Natural-language object grounding data
• • •
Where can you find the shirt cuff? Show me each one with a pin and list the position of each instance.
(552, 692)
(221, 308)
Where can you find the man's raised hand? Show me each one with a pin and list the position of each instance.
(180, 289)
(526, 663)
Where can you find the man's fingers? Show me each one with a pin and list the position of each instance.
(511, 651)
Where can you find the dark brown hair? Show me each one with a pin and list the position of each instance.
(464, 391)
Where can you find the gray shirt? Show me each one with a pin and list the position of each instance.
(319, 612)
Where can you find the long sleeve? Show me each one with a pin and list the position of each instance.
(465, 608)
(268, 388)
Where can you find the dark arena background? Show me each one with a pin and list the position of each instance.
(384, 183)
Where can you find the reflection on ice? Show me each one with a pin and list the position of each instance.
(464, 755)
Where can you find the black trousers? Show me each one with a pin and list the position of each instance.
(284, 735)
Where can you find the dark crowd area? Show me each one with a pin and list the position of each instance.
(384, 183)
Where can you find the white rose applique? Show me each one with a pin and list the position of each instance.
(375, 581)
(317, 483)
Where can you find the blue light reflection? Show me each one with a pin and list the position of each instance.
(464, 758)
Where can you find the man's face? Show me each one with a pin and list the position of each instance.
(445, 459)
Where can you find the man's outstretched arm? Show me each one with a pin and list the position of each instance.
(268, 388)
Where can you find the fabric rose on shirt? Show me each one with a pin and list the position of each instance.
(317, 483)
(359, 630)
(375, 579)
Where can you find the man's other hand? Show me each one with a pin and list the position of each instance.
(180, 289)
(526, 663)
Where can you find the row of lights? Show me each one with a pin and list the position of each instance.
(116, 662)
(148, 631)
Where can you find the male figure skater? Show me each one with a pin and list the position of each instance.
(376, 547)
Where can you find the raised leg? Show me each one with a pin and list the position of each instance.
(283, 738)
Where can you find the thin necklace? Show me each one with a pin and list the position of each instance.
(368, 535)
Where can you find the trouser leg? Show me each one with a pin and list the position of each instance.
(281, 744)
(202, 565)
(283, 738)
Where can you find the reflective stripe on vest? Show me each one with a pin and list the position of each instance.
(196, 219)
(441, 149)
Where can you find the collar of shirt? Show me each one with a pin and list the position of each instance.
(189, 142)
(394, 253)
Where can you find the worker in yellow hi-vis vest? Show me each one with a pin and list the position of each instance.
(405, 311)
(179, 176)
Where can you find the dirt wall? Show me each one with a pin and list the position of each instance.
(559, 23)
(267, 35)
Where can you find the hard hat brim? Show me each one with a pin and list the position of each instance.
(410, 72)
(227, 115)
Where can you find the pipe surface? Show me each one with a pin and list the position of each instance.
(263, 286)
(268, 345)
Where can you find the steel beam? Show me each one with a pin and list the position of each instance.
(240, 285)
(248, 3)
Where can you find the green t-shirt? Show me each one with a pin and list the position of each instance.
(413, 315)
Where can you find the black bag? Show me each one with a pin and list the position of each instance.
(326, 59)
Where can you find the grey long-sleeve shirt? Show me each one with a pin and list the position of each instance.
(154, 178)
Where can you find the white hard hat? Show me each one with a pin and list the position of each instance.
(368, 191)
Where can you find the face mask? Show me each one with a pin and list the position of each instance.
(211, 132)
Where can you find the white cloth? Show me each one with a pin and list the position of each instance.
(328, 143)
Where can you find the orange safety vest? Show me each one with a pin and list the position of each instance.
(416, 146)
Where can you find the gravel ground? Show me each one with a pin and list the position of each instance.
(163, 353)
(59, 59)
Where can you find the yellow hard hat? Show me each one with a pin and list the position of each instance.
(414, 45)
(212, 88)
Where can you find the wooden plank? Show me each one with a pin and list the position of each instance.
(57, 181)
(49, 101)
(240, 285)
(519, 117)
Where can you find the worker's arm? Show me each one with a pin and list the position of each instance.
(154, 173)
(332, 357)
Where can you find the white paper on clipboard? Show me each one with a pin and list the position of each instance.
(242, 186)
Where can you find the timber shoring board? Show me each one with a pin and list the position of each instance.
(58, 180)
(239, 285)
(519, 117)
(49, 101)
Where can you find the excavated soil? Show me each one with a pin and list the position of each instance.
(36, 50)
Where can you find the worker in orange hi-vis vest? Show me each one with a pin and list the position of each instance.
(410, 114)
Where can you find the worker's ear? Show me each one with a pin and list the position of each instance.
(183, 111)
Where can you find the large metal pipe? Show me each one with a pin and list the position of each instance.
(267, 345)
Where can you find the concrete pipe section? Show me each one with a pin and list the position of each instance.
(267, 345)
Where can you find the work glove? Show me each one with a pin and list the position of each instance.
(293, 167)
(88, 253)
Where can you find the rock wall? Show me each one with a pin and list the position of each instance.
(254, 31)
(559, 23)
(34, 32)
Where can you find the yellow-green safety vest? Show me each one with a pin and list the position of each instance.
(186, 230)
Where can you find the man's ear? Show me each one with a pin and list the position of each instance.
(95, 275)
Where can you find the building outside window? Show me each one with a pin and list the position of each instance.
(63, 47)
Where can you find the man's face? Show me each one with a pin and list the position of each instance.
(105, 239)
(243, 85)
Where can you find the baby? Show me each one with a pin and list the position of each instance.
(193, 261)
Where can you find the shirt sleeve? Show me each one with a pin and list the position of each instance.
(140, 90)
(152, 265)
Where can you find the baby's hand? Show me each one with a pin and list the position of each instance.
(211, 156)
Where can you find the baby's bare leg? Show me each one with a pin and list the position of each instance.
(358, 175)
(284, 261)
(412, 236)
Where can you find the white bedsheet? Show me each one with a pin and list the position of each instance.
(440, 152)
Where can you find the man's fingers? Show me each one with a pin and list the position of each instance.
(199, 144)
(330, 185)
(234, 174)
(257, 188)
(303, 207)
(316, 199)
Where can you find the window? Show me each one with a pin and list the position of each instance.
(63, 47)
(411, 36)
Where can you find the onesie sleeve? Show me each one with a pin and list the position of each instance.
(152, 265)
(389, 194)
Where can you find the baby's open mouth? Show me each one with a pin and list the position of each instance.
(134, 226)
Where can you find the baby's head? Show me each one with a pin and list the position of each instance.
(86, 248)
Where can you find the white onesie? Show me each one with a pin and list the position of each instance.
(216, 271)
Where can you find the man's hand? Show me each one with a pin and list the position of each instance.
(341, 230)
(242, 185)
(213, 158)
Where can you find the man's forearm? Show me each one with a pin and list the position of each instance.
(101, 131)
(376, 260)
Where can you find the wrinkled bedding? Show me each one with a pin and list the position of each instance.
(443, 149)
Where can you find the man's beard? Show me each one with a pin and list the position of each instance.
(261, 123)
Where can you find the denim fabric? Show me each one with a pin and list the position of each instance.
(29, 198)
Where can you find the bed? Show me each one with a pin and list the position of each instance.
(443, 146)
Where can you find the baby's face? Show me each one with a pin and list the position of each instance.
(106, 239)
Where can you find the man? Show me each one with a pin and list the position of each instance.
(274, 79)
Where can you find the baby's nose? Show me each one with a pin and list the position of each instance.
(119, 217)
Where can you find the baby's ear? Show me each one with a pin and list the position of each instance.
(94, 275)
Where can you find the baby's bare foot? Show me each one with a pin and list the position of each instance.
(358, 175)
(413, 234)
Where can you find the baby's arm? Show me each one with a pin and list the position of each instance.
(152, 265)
• • •
With the line containing "Where can you find the baby's nose?" as the first and the final line of the entries above as the last, write out that span exactly and nothing more.

[Output below]:
Where can you find the baby's nose? Show me each one with a pin and list the position of each instance.
(119, 217)
Where can you find the baby's ear? Show me each one with a pin and list the position of each instance.
(94, 275)
Where can you find the baby's bare foot? Show me each one with a pin and list the position of each instance.
(358, 175)
(413, 234)
Where can you find the baby's arm? Show me each one with a pin and list the position of each instance.
(152, 265)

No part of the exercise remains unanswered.